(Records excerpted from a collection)
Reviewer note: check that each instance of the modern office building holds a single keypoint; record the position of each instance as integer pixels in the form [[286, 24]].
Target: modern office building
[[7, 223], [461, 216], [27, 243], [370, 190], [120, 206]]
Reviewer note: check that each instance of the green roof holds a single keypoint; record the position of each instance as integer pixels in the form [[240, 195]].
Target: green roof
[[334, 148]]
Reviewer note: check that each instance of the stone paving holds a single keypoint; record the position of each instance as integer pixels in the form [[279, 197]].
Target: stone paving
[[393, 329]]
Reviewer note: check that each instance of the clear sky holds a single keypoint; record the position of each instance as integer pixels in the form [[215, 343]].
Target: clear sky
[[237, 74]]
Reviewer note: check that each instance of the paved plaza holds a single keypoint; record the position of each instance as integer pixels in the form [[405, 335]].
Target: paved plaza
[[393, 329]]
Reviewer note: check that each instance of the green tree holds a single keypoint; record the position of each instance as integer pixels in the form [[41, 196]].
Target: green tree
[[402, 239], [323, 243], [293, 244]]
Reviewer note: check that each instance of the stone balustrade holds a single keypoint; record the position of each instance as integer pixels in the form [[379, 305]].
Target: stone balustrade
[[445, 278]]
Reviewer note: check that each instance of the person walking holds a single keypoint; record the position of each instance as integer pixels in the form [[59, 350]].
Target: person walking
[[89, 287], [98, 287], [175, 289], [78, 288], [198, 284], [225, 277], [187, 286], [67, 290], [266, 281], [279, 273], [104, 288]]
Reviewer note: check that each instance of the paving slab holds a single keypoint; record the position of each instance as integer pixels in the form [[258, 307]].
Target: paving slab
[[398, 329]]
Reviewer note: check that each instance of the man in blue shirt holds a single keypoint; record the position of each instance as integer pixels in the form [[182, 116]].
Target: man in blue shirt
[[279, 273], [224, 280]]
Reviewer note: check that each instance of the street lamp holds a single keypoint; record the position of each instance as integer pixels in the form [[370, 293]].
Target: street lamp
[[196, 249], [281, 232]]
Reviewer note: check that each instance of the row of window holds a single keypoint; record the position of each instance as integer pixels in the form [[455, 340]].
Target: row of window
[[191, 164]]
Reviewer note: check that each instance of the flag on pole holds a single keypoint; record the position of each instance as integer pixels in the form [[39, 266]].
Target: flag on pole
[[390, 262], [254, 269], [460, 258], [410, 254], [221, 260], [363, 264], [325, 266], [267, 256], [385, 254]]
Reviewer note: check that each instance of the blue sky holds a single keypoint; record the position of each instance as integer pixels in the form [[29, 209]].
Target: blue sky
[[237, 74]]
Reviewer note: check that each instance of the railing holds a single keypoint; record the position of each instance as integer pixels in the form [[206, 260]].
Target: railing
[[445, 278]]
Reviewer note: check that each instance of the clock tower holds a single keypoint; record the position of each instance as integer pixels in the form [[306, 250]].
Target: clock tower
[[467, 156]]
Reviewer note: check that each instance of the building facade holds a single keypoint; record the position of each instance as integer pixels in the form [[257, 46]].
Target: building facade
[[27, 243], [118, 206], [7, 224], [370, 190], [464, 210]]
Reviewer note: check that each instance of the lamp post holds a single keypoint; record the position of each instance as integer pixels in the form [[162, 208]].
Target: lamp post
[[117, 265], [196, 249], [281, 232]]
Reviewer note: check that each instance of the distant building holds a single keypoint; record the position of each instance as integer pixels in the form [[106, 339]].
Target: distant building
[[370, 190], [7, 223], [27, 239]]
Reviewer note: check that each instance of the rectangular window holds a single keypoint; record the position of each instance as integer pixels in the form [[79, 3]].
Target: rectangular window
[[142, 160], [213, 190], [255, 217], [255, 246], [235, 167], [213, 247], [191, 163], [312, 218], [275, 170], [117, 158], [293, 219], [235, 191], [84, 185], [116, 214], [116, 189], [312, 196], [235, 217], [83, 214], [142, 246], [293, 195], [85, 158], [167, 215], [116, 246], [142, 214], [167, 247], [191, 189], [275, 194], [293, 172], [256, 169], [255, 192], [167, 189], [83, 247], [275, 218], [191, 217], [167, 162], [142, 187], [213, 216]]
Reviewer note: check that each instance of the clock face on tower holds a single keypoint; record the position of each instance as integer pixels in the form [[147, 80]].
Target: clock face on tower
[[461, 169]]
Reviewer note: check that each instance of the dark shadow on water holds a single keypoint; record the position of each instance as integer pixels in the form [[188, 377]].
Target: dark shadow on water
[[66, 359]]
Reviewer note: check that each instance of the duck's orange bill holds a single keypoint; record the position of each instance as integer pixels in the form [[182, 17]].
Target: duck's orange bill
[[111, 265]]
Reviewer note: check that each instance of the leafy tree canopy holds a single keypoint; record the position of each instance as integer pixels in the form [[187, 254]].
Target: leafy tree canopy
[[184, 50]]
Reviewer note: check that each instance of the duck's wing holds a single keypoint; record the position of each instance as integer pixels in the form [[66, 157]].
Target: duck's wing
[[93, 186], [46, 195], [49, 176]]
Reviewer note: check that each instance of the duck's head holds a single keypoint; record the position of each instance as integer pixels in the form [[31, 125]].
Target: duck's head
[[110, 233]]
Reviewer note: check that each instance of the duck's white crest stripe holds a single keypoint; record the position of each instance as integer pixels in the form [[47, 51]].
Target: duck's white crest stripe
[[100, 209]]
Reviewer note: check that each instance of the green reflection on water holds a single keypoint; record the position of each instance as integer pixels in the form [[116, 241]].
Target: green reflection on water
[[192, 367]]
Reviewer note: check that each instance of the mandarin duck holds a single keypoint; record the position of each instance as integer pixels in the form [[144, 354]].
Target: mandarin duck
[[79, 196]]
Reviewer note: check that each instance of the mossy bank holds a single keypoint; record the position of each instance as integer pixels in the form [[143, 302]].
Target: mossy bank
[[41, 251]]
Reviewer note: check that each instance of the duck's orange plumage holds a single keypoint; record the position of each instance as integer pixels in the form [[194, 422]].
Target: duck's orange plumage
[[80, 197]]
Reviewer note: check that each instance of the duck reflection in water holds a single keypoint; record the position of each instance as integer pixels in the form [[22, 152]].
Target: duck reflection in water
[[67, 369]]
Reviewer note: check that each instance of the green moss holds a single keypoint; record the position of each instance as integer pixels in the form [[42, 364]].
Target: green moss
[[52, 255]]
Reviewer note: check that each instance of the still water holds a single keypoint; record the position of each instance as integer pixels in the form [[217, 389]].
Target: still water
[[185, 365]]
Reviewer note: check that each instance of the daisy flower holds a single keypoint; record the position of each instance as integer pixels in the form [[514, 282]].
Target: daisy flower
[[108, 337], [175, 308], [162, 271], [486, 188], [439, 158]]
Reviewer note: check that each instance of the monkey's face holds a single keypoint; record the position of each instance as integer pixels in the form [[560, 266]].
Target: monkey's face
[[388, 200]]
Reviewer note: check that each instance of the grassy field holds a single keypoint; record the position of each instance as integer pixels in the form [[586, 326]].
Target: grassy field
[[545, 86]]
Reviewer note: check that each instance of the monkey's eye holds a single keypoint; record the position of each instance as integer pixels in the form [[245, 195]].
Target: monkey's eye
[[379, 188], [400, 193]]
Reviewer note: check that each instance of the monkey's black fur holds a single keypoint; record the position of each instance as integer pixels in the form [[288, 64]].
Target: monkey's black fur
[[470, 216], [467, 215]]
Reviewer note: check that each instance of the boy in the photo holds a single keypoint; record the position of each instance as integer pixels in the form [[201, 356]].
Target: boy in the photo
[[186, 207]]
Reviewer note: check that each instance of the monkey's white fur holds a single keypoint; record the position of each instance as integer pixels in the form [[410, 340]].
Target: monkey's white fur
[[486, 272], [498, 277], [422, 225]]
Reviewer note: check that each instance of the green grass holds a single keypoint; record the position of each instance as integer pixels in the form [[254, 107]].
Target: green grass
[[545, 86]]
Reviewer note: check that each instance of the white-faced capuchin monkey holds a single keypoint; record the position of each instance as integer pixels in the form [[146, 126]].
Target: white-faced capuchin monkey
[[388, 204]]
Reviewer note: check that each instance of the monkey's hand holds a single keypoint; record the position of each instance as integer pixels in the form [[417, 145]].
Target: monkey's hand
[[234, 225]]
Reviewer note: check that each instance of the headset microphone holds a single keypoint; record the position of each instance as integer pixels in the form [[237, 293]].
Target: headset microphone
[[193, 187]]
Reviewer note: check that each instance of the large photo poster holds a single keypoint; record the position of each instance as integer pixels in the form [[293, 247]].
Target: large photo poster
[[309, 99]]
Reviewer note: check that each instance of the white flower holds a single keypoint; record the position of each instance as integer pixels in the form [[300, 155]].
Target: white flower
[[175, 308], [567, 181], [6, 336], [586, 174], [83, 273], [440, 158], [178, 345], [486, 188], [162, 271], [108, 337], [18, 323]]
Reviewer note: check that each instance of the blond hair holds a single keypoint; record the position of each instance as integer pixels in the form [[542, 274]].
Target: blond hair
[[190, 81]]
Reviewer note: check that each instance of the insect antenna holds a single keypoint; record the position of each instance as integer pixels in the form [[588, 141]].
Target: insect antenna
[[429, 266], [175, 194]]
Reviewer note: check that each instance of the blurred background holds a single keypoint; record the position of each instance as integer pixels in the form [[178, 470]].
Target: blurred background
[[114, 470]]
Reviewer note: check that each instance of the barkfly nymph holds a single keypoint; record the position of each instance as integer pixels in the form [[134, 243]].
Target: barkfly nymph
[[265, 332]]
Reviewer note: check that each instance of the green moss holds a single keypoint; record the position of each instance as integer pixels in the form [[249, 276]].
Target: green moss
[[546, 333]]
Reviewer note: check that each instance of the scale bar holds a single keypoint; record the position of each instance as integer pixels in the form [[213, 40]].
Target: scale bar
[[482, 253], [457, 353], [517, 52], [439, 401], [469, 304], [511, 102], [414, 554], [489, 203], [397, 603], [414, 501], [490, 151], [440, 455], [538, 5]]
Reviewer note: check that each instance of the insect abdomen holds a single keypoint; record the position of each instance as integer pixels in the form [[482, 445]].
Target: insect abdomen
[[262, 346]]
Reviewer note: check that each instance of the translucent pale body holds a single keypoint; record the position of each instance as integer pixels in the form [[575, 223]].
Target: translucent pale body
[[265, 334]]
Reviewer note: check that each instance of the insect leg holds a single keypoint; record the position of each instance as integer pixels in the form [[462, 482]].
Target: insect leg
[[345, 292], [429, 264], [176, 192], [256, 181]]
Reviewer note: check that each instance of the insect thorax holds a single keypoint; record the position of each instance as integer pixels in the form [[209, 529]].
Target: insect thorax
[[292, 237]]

- **WHAT IS EXPECTED**:
Find the line containing "Reviewer note: check that each instance of the blurred" in the material above. Print it and every line after it through the end, exactly and only those.

- **COMPLETE ANSWER**:
Reviewer note: check that each instance of the blurred background holds a single keypoint; record the position of each instance as integer pixels in the form [[178, 470]].
Target: blurred background
[[114, 470]]
Reviewer note: check that each instance of the barkfly nymph holds a single keypoint; record the position of each instance as integer pixels in the form [[134, 243]].
Target: barkfly nymph
[[265, 332]]
Reviewer note: check that each instance of the green moss holds a single keypoint; record the position of each instance as integer pixels in the form [[249, 276]].
Target: green moss
[[546, 333]]
Reviewer note: check that each instance of the scale bar holds a single keypoint; record the position of each instance as integer pixels in the form [[213, 40]].
Target: scale bar
[[482, 253], [457, 353], [517, 52], [439, 401], [469, 304], [511, 102], [414, 554], [489, 203], [397, 603], [414, 501], [490, 151], [440, 455], [538, 5]]
Reviewer note: check that each instance of the insect abdomen holds a single keypoint; record the position of each instance as integer pixels in the form [[482, 445]].
Target: insect abdomen
[[262, 346]]
Reviewer note: check that each instance of the translucent pale body holds a single keypoint; record the position of each instance as integer pixels in the form [[575, 223]].
Target: translucent pale body
[[265, 334]]
Reviewer note: check that each instance of the insect leg holds a single keypoint; record the position of each instance as integer pixels in the form [[462, 482]].
Target: insect leg
[[345, 292], [429, 264], [176, 192], [256, 181]]
Reviewer note: check that each instance of the insect thorax holds a single keypoint; record the position of each instance as integer pixels in the form [[209, 529]].
Target: insect thorax
[[292, 237]]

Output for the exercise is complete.